— Start ENTRIES SHOWN —

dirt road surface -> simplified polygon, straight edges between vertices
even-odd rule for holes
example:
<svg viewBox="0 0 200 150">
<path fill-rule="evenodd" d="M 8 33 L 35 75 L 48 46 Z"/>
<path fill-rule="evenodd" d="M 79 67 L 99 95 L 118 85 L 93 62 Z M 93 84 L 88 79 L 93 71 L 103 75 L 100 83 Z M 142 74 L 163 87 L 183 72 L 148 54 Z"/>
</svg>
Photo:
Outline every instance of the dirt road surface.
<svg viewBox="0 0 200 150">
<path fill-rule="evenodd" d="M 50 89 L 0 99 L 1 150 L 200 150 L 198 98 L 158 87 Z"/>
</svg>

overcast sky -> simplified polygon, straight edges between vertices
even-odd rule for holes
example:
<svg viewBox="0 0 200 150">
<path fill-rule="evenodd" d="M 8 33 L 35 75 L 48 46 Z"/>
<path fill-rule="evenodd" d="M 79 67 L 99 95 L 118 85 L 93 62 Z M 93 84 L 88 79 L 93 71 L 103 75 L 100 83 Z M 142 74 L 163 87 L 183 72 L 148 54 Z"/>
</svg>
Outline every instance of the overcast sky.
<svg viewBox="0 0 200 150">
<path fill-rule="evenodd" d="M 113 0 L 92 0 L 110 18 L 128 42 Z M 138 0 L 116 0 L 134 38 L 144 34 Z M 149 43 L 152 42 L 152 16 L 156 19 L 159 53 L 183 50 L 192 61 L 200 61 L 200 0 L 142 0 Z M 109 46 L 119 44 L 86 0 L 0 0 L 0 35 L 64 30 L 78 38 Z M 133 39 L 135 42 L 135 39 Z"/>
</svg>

— End ENTRIES SHOWN —

DIRECTIONS FOR THIS TASK> Reproduce every line above word for word, without changing anything.

RESULT OF THE EXERCISE>
dirt road surface -> simplified polygon, straight edges between vertices
even-odd rule for holes
example:
<svg viewBox="0 0 200 150">
<path fill-rule="evenodd" d="M 8 33 L 35 75 L 48 46 Z"/>
<path fill-rule="evenodd" d="M 79 67 L 99 95 L 118 85 L 93 62 Z M 93 84 L 88 79 L 93 71 L 103 75 L 100 83 Z M 142 74 L 163 87 L 183 72 L 148 54 Z"/>
</svg>
Photo:
Outline every instance of the dirt road surface.
<svg viewBox="0 0 200 150">
<path fill-rule="evenodd" d="M 50 89 L 0 99 L 1 150 L 200 150 L 198 98 L 158 87 Z"/>
</svg>

overcast sky -> simplified polygon, straight edges between vertices
even-odd rule for holes
example:
<svg viewBox="0 0 200 150">
<path fill-rule="evenodd" d="M 8 33 L 35 75 L 48 46 Z"/>
<path fill-rule="evenodd" d="M 79 67 L 99 95 L 118 85 L 93 62 Z M 93 84 L 88 79 L 93 71 L 103 75 L 100 83 Z M 142 74 L 163 87 L 183 72 L 148 54 Z"/>
</svg>
Outline every instance of the overcast sky.
<svg viewBox="0 0 200 150">
<path fill-rule="evenodd" d="M 113 0 L 92 0 L 110 18 L 128 42 Z M 138 0 L 116 0 L 134 38 L 144 34 Z M 149 43 L 152 42 L 152 16 L 156 19 L 159 53 L 183 50 L 192 61 L 200 61 L 200 0 L 142 0 Z M 109 46 L 119 44 L 86 0 L 0 0 L 0 35 L 64 30 L 78 38 Z M 133 39 L 135 42 L 135 39 Z"/>
</svg>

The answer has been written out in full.